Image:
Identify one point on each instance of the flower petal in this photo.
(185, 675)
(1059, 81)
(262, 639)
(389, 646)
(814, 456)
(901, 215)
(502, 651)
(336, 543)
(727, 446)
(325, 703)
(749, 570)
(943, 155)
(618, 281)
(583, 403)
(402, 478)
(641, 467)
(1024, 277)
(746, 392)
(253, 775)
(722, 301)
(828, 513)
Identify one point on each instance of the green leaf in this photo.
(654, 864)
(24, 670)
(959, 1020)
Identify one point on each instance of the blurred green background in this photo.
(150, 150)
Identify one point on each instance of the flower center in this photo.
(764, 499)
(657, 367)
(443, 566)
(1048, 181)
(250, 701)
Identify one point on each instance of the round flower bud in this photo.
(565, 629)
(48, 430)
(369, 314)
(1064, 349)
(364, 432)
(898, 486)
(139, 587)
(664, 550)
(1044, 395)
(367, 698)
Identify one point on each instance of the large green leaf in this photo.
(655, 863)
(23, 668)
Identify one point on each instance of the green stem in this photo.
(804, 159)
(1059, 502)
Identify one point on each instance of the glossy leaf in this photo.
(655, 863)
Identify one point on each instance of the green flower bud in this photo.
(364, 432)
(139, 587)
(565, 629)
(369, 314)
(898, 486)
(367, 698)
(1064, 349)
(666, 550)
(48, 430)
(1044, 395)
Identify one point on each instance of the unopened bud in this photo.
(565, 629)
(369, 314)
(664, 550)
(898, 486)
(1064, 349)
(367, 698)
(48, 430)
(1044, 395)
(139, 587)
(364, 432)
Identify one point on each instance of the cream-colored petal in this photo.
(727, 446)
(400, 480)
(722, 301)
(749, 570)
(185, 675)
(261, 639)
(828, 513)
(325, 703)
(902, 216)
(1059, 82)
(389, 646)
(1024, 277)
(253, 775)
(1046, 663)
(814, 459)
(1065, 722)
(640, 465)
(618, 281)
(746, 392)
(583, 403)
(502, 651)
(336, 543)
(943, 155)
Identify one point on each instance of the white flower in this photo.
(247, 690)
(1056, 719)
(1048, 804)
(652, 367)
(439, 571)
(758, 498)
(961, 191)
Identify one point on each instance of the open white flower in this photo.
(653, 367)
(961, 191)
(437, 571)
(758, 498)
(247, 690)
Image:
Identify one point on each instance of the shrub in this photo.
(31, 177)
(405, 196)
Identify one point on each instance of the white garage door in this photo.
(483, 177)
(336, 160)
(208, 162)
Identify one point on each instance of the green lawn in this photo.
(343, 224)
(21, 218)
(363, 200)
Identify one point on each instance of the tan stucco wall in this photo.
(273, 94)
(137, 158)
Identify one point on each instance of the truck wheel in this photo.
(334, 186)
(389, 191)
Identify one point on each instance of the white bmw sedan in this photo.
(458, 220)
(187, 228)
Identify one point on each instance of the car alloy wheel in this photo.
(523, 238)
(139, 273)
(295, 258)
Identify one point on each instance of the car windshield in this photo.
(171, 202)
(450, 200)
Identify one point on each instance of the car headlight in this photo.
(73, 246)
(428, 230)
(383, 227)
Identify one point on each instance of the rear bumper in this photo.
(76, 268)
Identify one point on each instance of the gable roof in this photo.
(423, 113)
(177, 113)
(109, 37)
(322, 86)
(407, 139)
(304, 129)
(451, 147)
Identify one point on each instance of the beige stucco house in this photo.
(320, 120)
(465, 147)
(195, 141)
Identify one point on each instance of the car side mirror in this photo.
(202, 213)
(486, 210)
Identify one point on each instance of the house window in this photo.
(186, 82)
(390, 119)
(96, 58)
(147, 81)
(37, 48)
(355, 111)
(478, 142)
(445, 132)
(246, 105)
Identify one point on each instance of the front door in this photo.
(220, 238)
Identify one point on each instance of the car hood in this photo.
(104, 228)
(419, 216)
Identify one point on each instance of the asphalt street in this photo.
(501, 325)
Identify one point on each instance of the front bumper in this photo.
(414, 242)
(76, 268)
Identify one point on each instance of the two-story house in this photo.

To do ▸ When you copy the material, keep every line exactly as it stands.

Written reply ▸
Image:
Identify one point on each instance of the flower petal in this photo.
(185, 675)
(1059, 81)
(262, 639)
(389, 646)
(814, 456)
(901, 215)
(502, 651)
(336, 543)
(727, 446)
(325, 703)
(749, 570)
(943, 155)
(618, 281)
(583, 403)
(402, 478)
(641, 467)
(1024, 277)
(746, 392)
(253, 775)
(722, 301)
(828, 513)
Identify one point on each instance of the green leaf in this photo.
(654, 864)
(24, 670)
(959, 1020)
Identify one point on each instance of the blurred green background in this photo.
(150, 150)
Identify one point on each instance of the flower center in this photo.
(764, 499)
(657, 367)
(443, 566)
(1048, 181)
(250, 701)
Identify one point on each instance of the round flower bud in this photo.
(565, 629)
(48, 430)
(369, 314)
(1064, 349)
(364, 432)
(898, 486)
(139, 587)
(664, 550)
(1044, 395)
(367, 698)
Identify one point on each instance of the large green leaf in this photo.
(655, 863)
(23, 668)
Identify one point on each instance of the green stem in this photo.
(804, 159)
(1059, 502)
Identify one point on each instance of the glossy leaf in this photo.
(655, 863)
Identify one point on each instance of the green flower bud in this photo.
(364, 432)
(139, 587)
(565, 629)
(369, 314)
(898, 486)
(367, 698)
(1064, 349)
(666, 550)
(48, 430)
(1044, 395)
Identify one point on each instance of the unopened bud in this photo.
(565, 629)
(369, 314)
(664, 550)
(898, 486)
(1064, 349)
(367, 698)
(48, 430)
(1044, 395)
(139, 587)
(364, 432)
Identify one point on each instance of the cream-colored petal in this photo.
(727, 446)
(400, 480)
(722, 301)
(749, 570)
(185, 675)
(261, 639)
(828, 513)
(325, 703)
(902, 216)
(1059, 82)
(389, 646)
(1024, 277)
(253, 775)
(1046, 663)
(814, 459)
(1065, 722)
(640, 465)
(618, 281)
(746, 392)
(583, 403)
(502, 651)
(336, 543)
(943, 155)
Identify one point on each instance of the white flower in this photo.
(247, 690)
(1056, 719)
(1048, 804)
(652, 367)
(439, 571)
(758, 498)
(961, 191)
Identify one point on each instance of the open white flower in this photo.
(653, 367)
(961, 191)
(437, 571)
(758, 498)
(247, 690)
Image:
Identify one point on each instance of the shrub in this photo.
(31, 177)
(405, 196)
Identify one point on each instance of the white garage door in this photo.
(483, 177)
(336, 160)
(208, 162)
Identify one point on each instance of the green lawn in this photo.
(343, 224)
(21, 218)
(363, 200)
Identify one point on each instance of the tan stucco wall in this photo.
(273, 94)
(137, 158)
Identify one point on each instance of the truck wheel in this photo.
(334, 186)
(389, 191)
Identify one point on each instance of the white bmw sedan in this photo.
(458, 220)
(187, 228)
Identify one point on each instance of the car alloy wheel in this photo.
(523, 238)
(139, 273)
(295, 258)
Identify one point on each instance of the car windshield in this photo.
(171, 202)
(450, 200)
Identify one point on each instance of the car headlight in this photo.
(73, 246)
(428, 230)
(383, 227)
Identify one point on each instance of the rear bumper in this photo.
(76, 268)
Identify one point on each instance of the gable roof in this photo.
(423, 113)
(177, 113)
(109, 37)
(322, 86)
(407, 139)
(304, 129)
(451, 147)
Identify one point on each instance of the beige stucco house in this photo.
(320, 120)
(465, 147)
(195, 141)
Identify one point on each instance of the car side mirror in this photo.
(202, 213)
(486, 210)
Identify one point on each instance of the house window in this photo.
(186, 82)
(390, 119)
(96, 58)
(147, 81)
(37, 48)
(355, 111)
(478, 142)
(445, 132)
(246, 105)
Identify one point on each instance of the front door in this photo.
(220, 238)
Identify one point on each instance of the car hood in this photo.
(104, 228)
(419, 216)
Identify one point on each instance of the asphalt street in this photo.
(501, 325)
Identify one point on each instance of the front bumper in this photo.
(414, 242)
(76, 268)
Identify one point on each instance of the two-story house in this photo.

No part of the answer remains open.